Exercise description ▸
Gather and copy out every line in the records below that contains the word "kiln".

Data to process ▸

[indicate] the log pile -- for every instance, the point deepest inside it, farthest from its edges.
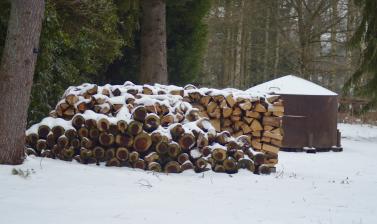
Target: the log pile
(162, 128)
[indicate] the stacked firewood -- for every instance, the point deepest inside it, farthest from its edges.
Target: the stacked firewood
(162, 128)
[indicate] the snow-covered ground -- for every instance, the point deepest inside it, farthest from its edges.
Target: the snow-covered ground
(307, 188)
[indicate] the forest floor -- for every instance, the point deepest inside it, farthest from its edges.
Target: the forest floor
(320, 188)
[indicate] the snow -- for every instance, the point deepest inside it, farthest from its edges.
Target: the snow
(291, 84)
(320, 188)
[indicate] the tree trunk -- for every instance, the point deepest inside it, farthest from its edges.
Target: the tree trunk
(237, 78)
(153, 42)
(16, 76)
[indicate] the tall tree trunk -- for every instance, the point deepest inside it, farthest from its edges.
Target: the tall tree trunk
(237, 79)
(16, 76)
(266, 44)
(153, 42)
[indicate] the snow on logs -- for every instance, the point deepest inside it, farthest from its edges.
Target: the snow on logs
(162, 128)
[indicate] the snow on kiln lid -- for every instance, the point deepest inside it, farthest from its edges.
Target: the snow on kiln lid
(291, 84)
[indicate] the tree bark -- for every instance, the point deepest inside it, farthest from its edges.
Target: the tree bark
(16, 76)
(153, 42)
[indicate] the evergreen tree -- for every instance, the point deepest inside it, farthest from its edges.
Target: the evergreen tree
(186, 38)
(364, 81)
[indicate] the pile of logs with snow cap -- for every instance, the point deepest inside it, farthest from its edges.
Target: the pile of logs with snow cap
(162, 128)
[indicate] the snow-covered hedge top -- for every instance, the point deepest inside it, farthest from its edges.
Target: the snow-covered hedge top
(292, 85)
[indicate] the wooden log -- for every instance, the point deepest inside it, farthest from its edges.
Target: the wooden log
(62, 141)
(135, 128)
(205, 151)
(226, 122)
(142, 142)
(247, 120)
(272, 121)
(256, 125)
(272, 98)
(78, 121)
(219, 154)
(202, 141)
(278, 114)
(186, 141)
(68, 153)
(230, 100)
(87, 143)
(167, 120)
(103, 124)
(211, 107)
(223, 137)
(75, 143)
(106, 139)
(56, 150)
(50, 140)
(43, 131)
(90, 123)
(151, 122)
(260, 108)
(30, 151)
(124, 140)
(219, 168)
(174, 150)
(245, 128)
(273, 135)
(57, 131)
(172, 167)
(246, 163)
(113, 162)
(154, 166)
(246, 105)
(122, 126)
(113, 129)
(236, 112)
(192, 115)
(212, 162)
(139, 113)
(94, 134)
(227, 112)
(122, 154)
(270, 148)
(204, 100)
(257, 134)
(99, 153)
(276, 108)
(109, 154)
(133, 157)
(162, 147)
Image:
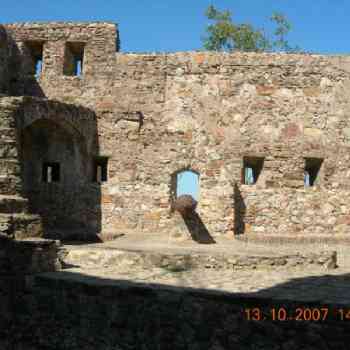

Result below ▸
[indicate] the snow on kiln lid -- for every instance, the point deepest inside it, farthest from its edges.
Target: the snow on kiln lid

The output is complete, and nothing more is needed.